- **GOAL**:
Can you rewrite the stretch from the start of the records through the line containing "0, 0, 400, 164", replacing "blue sky" with "clear sky" and leaving everything else unchanged? Return only those lines.

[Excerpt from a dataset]
-----

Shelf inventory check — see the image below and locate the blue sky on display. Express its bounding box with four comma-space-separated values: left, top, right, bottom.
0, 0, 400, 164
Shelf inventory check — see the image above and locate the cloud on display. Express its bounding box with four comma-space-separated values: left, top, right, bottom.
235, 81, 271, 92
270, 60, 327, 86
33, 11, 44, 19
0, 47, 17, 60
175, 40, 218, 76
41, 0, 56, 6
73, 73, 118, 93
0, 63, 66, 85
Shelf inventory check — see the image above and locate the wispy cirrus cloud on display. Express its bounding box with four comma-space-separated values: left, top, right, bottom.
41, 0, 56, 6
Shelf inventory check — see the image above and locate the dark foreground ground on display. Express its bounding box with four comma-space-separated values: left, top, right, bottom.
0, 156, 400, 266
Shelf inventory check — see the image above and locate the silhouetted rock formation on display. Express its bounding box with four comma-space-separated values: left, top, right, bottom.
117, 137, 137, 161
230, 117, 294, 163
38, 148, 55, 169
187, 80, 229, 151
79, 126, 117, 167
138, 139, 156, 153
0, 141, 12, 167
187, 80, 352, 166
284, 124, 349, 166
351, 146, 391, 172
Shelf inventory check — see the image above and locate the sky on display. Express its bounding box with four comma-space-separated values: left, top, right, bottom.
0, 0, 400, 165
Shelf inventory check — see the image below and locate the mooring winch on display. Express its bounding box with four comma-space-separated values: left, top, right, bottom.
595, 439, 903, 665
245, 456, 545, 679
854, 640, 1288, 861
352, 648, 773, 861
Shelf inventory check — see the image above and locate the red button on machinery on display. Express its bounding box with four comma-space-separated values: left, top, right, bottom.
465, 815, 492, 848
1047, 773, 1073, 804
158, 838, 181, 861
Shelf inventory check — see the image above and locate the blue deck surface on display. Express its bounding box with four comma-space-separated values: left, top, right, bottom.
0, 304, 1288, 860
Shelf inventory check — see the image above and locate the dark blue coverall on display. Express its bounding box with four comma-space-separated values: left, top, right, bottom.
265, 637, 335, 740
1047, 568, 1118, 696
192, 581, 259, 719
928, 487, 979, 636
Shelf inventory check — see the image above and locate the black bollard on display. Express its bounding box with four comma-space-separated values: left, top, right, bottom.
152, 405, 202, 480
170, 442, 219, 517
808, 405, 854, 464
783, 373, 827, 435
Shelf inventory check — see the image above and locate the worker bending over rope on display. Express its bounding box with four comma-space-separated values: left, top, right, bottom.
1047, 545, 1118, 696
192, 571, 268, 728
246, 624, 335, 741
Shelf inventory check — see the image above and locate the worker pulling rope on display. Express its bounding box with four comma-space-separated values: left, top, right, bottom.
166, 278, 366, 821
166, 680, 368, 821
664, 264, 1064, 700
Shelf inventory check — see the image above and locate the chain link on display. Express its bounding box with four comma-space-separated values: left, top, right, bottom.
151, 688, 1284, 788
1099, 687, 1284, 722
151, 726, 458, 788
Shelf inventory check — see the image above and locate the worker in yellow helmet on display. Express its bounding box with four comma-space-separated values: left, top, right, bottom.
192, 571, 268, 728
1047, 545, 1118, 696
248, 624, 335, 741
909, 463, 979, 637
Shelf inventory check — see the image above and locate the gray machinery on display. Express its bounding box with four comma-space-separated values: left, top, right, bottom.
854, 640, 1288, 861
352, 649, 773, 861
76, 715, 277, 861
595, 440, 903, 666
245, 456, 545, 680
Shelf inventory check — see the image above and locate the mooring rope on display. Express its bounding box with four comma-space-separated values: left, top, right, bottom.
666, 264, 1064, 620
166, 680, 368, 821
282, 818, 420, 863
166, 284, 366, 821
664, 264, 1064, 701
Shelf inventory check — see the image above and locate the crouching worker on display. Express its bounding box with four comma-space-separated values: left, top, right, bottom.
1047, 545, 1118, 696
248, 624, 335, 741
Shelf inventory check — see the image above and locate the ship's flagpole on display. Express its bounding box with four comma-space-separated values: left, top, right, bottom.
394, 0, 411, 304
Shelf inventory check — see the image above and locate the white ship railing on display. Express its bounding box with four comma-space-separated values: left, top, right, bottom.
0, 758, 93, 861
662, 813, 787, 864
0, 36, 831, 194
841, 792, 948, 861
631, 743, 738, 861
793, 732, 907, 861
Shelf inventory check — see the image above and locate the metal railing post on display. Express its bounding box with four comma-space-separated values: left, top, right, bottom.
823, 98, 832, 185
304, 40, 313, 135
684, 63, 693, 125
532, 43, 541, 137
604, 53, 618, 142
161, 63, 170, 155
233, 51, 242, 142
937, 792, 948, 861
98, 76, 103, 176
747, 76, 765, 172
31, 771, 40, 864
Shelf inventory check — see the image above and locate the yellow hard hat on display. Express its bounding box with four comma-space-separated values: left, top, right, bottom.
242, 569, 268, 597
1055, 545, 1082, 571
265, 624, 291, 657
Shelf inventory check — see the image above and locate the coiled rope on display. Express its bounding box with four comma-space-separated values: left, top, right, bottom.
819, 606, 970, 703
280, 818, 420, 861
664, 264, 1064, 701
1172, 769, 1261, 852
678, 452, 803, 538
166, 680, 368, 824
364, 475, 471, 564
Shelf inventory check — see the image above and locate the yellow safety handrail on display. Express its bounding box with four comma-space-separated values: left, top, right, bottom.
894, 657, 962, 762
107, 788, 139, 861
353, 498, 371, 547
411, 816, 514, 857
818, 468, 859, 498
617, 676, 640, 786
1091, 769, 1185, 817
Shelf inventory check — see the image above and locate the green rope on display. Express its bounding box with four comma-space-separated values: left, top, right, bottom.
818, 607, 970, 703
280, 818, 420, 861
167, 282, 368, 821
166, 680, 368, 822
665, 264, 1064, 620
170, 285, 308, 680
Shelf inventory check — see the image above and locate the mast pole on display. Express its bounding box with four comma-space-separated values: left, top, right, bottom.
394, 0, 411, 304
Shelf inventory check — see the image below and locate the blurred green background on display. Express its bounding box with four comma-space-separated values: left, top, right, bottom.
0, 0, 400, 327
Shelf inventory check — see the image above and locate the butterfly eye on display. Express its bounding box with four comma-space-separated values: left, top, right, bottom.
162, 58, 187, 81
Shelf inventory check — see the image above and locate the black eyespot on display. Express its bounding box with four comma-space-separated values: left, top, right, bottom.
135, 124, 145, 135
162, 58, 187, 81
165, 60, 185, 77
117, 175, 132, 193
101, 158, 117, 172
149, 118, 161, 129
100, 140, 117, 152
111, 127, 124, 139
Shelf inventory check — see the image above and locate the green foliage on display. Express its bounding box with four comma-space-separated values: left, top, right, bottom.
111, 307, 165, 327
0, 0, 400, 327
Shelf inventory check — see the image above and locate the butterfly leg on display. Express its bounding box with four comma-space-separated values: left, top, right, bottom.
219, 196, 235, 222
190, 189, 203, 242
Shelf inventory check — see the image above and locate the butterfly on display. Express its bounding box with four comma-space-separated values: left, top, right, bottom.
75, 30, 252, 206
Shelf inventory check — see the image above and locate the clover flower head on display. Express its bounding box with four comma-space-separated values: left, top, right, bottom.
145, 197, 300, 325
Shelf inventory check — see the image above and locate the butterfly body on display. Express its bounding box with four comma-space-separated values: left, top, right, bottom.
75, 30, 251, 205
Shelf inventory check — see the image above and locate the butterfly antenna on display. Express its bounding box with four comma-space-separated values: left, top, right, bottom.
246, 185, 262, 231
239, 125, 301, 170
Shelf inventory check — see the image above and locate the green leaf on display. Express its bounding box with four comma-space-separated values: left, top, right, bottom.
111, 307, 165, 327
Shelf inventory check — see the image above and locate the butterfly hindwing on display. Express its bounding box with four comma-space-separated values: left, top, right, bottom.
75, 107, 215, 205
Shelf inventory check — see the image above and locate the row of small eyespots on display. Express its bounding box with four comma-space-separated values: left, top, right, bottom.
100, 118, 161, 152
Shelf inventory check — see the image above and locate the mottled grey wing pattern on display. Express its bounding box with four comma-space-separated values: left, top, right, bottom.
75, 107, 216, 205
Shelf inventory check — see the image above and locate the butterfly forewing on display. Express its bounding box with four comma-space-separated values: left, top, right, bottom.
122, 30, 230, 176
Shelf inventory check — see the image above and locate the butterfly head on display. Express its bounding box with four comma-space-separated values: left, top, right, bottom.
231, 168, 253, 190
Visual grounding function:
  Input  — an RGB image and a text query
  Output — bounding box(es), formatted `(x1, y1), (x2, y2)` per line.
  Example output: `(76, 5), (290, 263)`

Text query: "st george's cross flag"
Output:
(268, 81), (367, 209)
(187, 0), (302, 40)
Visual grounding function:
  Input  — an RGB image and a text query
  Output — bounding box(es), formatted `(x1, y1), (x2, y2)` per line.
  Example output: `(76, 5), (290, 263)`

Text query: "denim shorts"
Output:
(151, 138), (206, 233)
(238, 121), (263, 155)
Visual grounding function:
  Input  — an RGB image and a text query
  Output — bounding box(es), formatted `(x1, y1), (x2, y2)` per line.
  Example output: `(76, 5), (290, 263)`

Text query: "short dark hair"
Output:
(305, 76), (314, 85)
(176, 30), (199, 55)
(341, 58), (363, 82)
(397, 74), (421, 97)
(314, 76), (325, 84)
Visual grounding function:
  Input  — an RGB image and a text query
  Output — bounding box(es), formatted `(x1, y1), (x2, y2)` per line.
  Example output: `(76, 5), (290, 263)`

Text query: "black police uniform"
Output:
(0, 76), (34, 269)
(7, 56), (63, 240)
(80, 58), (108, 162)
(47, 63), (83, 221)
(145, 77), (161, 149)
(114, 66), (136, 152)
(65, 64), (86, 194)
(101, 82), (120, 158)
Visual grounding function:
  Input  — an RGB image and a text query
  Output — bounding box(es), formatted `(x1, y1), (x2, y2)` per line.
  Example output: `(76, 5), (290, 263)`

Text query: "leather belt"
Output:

-----

- **THE ANSWER**:
Shelf inventory check — see the image below and locate the clear sky on display. Express its bounding box with four comma-space-separated values: left, top, right, bottom.
0, 0, 400, 164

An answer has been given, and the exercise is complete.